→ **What this exercise asks**
**1.** Decide whether each statement agrees with the Graeme Shinnie excerpt. For each, answer yes or no and quote the words of the excerpt that settle it. (a) Shinnie played at Dyce Boys Club together with his brother Andrew. (b) In December 2010, Shinnie agreed a five-year deal with Inverness. (c) An intestinal problem kept Shinnie out of play from January to August 2011.
**2.** Reproduce the part of the Graeme Shinnie excerpt that starts at "Youth career" and ends at "County / 85 / (6)".
**3.** Carry on the Graeme Shinnie excerpt from the point where it stops.

→ **Excerpt**

-------------------------

Personal information
- Full name: Graeme Garry Shinnie
- Date of birth: 4 August 1991 (age 34)
- Place of birth: Aberdeen, Scotland
- Height: 1.75 m (5 ft 9 in)
- Positions: Defensive midfielder; left-back;

Team information
- Current team: Inverness Caledonian Thistle

Youth career
- 2008–2010: Inverness Caledonian Thistle

Senior career*
- Years: Team / Apps / (Gls)
- 2009–2015: Inverness Caledonian Thistle / 156 / (6)
- 2010: → Forres Mechanics (loan)
- 2015–2019: Aberdeen / 144 / (8)
- 2019–2022: Derby County / 85 / (6)
- 2022–2023: Wigan Athletic / 29 / (0)
- 2023: → Aberdeen (loan) / 13 / (2)
- 2023–2026: Aberdeen / 105 / (2)
- 2026–: Inverness Caledonian Thistle / 0 / (0)

International career^{‡}
- 2012: Scotland U21 / 2 / (0)
- 2018–2019: Scotland / 6 / (0)

= Graeme Shinnie =

Scottish footballer (born 1991)

Graeme Garry Shinnie (born 4 August 1991) is a Scottish professional footballer who plays as a defensive midfielder or left back for Scottish Championship side, Inverness Caledonian Thistle.

He has previously played for Aberdeen, Forres Mechanics, Derby County and Wigan Athletic. Shinnie made six full international appearances for Scotland between May 2018 and March 2019.

== Career ==
=== Inverness Caledonian Thistle ===
Shinnie started his career playing for Dyce Boys Club, a boy's club in Aberdeen, alongside brother Andrew. He joined Inverness Caledonian Thistle in July 2009, at the age of 17. He made his senior debut for them in the Scottish League Cup on 1 August 2009, before making his League debut on 26 September 2009.

Shinnie went on loan to Forres Mechanics in the Scottish Highland Football League in February 2010. His loan spell was extended until the end of the season. Shinnie was offered a contract extension by Inverness on 30 November 2010, agreeing a 3-year deal on 13 December 2010. He suffered an intestinal problem that stopped him from playing between January and August 2011.

-------------------------

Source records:
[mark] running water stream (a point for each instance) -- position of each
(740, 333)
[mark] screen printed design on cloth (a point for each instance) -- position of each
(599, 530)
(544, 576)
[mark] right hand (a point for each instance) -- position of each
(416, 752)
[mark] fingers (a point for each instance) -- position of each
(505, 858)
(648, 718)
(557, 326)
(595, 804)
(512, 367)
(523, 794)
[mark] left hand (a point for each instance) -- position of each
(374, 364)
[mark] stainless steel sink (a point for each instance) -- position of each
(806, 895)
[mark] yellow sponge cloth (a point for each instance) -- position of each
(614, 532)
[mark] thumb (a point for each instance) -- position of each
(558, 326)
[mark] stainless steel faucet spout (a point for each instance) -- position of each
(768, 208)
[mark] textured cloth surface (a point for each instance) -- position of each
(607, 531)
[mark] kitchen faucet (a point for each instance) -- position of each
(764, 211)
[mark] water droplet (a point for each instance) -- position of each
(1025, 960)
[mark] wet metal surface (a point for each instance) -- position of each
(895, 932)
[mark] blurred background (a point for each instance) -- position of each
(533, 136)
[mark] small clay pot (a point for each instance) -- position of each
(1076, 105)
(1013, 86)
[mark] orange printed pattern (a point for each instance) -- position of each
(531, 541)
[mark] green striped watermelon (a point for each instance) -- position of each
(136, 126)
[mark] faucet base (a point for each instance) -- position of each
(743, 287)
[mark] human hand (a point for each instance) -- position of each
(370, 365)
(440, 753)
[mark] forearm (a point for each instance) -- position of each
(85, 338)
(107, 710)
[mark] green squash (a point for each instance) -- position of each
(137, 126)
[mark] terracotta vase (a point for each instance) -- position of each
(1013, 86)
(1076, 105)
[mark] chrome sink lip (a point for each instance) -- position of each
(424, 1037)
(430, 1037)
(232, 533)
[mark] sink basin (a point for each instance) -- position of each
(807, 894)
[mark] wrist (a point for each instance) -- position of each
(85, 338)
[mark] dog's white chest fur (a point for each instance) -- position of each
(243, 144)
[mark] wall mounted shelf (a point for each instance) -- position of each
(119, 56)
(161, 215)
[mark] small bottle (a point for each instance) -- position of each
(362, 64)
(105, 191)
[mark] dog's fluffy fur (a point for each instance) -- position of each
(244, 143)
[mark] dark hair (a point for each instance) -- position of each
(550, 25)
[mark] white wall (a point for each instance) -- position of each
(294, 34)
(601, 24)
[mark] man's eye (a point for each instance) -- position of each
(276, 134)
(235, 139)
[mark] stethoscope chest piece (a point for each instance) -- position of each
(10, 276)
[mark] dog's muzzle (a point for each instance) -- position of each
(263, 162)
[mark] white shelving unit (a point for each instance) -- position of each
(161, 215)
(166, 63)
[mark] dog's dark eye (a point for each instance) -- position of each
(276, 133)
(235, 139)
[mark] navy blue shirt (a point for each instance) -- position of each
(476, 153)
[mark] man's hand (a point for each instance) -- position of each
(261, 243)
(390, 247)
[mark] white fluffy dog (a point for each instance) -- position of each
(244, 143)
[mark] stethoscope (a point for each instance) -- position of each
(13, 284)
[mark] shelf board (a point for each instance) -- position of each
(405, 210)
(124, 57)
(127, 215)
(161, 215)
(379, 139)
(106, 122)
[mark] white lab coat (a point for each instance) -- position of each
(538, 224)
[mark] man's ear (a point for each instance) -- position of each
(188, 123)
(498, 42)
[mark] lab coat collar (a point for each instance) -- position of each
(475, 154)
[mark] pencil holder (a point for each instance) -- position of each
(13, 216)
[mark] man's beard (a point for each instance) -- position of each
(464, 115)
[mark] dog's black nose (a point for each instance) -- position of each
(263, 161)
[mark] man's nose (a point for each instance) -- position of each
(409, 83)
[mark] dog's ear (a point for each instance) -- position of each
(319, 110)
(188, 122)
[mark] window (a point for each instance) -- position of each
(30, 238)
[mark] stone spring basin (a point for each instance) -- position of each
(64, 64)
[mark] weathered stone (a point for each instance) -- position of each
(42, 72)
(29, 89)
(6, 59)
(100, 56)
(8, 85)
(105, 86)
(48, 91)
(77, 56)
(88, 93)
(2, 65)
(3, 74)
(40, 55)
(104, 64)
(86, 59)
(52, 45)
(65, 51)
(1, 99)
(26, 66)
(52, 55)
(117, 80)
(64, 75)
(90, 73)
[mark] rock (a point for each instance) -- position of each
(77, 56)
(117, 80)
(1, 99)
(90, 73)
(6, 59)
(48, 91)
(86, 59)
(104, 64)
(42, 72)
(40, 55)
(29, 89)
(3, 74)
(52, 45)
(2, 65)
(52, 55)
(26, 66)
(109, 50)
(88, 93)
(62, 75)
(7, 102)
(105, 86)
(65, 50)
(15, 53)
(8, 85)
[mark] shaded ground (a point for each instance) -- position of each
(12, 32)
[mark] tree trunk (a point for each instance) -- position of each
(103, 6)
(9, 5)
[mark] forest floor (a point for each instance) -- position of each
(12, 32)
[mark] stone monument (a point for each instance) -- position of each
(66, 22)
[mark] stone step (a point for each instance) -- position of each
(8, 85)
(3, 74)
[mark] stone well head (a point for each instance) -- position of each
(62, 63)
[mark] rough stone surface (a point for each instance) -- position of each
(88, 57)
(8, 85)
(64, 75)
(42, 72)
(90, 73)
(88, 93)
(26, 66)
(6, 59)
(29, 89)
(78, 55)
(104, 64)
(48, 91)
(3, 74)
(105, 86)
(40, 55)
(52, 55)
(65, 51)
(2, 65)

-------------------------

→ **Responses by item number**
**1.**
(a) Yes: "Shinnie started his career playing for Dyce Boys Club, a boy's club in Aberdeen, alongside brother Andrew."
(b) No: "agreeing a 3-year deal on 13 December 2010"
(c) Yes: "He suffered an intestinal problem that stopped him from playing between January and August 2011."

**2.**
Youth career
- 2008–2010: Inverness Caledonian Thistle

Senior career*
- Years: Team / Apps / (Gls)
- 2009–2015: Inverness Caledonian Thistle / 156 / (6)
- 2010: → Forres Mechanics (loan)
- 2015–2019: Aberdeen / 144 / (8)
- 2019–2022: Derby County / 85 / (6)

**3.**
In the 2011–12 season, Graeme's brother Andrew joined Inverness on a free transfer from Rangers. Shinnie scored his first goal of his Inverness career on 27 August 2011 in a 2–1 win over Kilmarnock and after the match, manager Terry Butcher expressed delight for Shinnie on his first goal. Following a 3–1 loss against Dundee United on 17 September 2011, captain Richie Foran spoken out about Shinnie, stating he was worthy of pass marks. After two-months spell out for the side, Shinnie made his return in a 2–1 loss against Rangers on 17 December 2011. Despite the performance, Butcher praised the returning Shinnie and Lee Cox. In December 2012, Shinnie signed a new contract extension, keeping him until 2015, having vowed to remain at the club.

In the 2014 Scottish League Cup Final, Shinnie played throughout the match until it went to a penalty shoot-out, won by opponents Aberdeen. He was selected in the 2013–14 Premiership PFA Scotland Team of the Year. In April 2015, Shinnie helped Inverness to reach the Scottish Cup Final; Caley went on to win the trophy, beating Falkirk 2–1 on 30 May 2015, with Shinnie lifting the trophy as captain in his last game for the club.

=== Aberdeen ===
In January 2015 it was announced that Shinnie had signed a three-year contract with Aberdeen, despite interest from Football League Championship clubs, and would join the club when the summer transfer window opened in June 2015. He made his competitive debut for Aberdeen on 2 July 2015, against FK Shkëndija in the first qualifying round of the Europa League. He scored his first goal for Aberdeen on 9 August 2015, in a 2–0 league win against Kilmarnock.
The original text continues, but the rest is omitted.